Ben Gvir also called for a return to targeted killings of Palestinian terror leaders in the West Bank. Gallant rejected his request.
“You are living in an imaginary movie,” Ben Gvir shot out at Gallant. “People are murdered here, a mother [was killed] in front of her daughter.”
During the debate, According to Channel 11, Gallant also raised the issue of public attacks against the army’s leaders in the past weeks, noting that is gave terror groups the impression that the IDF was weak and provided them with an incentive to take action against Israel.
After the meeting, the Security Cabinet issued a statement in support of the IDF, noting that it backs the commanders and soldiers of the IDF and the "personnel of the security services in their actions against terrorist elements on behalf of the security of the citizens of Israel.”
The security cabinet had originally been scheduled to meet in September, but convened instead on Tuesday in light of the terror wave.
It met on the same day that Gallant hosted the chairman of the US Joint Chiefs of Staff General Mark Milley, who he said, “is one of the most significant, true friends of the State of Israel, as well as a partner in our common mission to achieve stability and security.”
“The State of Israel recognizes and appreciates General Milley's cooperation within the framework of joint efforts in facing the Iranian threat, in both overt and covert activities, which shaped our region,” Gallant said.

Stated problem A >>
From the passage on the Security Cabinet meeting, reproduce the portion that begins at the words "During the debate, According" and stops after the words "the terror wave.".
The entries that follow bear no relation to the passage on the Security Cabinet meeting.

[Stored records]
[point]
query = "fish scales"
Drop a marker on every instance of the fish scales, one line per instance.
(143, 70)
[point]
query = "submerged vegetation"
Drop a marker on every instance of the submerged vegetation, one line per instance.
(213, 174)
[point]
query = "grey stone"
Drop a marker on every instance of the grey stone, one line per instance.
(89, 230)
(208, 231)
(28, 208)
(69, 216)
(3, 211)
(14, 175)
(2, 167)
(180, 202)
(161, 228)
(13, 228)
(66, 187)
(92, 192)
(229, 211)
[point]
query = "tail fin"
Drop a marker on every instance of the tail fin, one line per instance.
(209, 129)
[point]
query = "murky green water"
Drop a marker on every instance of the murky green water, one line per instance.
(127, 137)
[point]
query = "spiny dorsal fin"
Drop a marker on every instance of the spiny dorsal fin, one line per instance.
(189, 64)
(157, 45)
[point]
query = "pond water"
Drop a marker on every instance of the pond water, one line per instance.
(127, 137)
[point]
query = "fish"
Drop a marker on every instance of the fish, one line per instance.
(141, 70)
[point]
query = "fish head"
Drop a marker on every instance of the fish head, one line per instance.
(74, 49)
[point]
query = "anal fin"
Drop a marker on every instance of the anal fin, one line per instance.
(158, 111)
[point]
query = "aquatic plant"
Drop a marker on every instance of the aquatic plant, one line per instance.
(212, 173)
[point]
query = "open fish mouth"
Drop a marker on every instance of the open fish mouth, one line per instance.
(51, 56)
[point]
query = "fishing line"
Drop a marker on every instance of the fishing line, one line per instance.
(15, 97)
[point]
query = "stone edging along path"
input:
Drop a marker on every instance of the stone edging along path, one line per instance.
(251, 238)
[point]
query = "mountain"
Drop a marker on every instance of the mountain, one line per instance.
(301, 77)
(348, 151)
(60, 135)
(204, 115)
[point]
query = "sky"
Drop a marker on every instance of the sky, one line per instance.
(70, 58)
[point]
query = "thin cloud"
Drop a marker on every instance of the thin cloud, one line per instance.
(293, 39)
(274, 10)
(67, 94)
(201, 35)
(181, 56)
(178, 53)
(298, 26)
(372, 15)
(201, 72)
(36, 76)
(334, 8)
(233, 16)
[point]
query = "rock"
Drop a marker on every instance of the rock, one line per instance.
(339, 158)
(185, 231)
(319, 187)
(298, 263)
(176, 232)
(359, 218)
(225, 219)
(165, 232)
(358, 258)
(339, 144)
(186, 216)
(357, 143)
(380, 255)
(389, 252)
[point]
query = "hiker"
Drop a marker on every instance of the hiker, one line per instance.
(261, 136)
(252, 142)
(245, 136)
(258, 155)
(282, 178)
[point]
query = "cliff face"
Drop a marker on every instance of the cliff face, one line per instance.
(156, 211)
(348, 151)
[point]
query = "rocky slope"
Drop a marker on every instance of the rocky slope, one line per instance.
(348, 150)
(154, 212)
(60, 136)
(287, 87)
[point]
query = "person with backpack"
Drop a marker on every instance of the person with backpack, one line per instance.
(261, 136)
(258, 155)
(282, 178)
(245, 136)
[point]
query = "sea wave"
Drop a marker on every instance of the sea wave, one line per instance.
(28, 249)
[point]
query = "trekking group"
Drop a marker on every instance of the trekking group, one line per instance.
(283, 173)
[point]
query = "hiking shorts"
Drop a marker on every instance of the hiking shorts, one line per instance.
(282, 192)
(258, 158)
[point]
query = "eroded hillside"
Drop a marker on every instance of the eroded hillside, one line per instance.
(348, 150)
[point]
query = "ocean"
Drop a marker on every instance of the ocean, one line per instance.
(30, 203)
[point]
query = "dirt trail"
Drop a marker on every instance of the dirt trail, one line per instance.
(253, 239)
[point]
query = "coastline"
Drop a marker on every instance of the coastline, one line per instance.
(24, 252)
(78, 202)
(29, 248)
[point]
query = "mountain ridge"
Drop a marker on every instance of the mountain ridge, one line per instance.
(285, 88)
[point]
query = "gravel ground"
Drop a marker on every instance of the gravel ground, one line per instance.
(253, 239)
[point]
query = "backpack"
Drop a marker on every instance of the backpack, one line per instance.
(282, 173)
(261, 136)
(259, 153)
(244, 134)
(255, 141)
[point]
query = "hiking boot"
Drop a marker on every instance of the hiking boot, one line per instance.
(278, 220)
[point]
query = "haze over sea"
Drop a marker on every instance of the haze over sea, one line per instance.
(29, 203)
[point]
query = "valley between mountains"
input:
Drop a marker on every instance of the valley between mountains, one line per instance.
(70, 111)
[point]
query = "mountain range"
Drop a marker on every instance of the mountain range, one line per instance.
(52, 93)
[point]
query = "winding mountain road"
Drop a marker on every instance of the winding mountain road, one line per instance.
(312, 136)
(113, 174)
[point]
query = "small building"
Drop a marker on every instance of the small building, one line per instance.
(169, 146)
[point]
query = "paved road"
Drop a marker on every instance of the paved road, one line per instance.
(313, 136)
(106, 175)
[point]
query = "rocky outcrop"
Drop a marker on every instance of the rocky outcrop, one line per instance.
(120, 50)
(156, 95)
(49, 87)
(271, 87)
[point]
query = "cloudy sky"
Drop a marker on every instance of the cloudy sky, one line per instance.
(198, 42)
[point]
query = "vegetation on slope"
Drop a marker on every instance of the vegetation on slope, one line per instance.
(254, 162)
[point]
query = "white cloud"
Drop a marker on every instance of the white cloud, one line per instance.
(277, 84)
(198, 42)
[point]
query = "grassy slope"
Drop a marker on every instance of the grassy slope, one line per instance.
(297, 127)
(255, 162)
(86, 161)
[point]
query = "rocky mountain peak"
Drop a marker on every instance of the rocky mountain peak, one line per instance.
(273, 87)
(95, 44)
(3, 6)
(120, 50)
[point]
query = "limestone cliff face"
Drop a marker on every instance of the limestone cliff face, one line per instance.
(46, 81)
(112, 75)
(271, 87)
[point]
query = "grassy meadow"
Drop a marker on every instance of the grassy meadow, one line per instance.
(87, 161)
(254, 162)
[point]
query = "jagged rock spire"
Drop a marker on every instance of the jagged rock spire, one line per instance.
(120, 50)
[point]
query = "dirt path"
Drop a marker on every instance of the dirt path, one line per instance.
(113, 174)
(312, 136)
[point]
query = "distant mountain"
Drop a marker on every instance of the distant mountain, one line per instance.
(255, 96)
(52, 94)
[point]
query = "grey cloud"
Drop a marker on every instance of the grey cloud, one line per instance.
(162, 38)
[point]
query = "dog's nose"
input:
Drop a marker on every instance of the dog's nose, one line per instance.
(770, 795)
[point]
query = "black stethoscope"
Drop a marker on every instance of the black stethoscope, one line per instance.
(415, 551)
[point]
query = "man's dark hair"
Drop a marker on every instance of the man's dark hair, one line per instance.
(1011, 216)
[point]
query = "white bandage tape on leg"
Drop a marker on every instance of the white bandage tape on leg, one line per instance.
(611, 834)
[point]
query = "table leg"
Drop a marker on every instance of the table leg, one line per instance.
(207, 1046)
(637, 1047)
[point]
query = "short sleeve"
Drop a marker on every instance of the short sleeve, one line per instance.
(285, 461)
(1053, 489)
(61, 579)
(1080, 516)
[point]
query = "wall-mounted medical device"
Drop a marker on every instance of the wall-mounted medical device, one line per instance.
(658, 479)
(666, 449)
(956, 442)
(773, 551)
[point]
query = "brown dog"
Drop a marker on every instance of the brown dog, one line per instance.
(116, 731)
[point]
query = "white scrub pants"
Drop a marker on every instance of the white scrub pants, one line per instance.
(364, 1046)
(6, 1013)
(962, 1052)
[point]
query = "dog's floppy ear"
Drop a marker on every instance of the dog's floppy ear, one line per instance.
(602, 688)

Stated problem B >>
Identify every line of the entries that contains the word "water".

Full response A >>
During the debate, According to Channel 11, Gallant also raised the issue of public attacks against the army’s leaders in the past weeks, noting that is gave terror groups the impression that the IDF was weak and provided them with an incentive to take action against Israel.
After the meeting, the Security Cabinet issued a statement in support of the IDF, noting that it backs the commanders and soldiers of the IDF and the "personnel of the security services in their actions against terrorist elements on behalf of the security of the citizens of Israel.”
The security cabinet had originally been scheduled to meet in September, but convened instead on Tuesday in light of the terror wave.

Full response B >>
query = "murky green water"
Drop a marker on every instance of the murky green water, one line per instance.
query = "pond water"
Drop a marker on every instance of the pond water, one line per instance.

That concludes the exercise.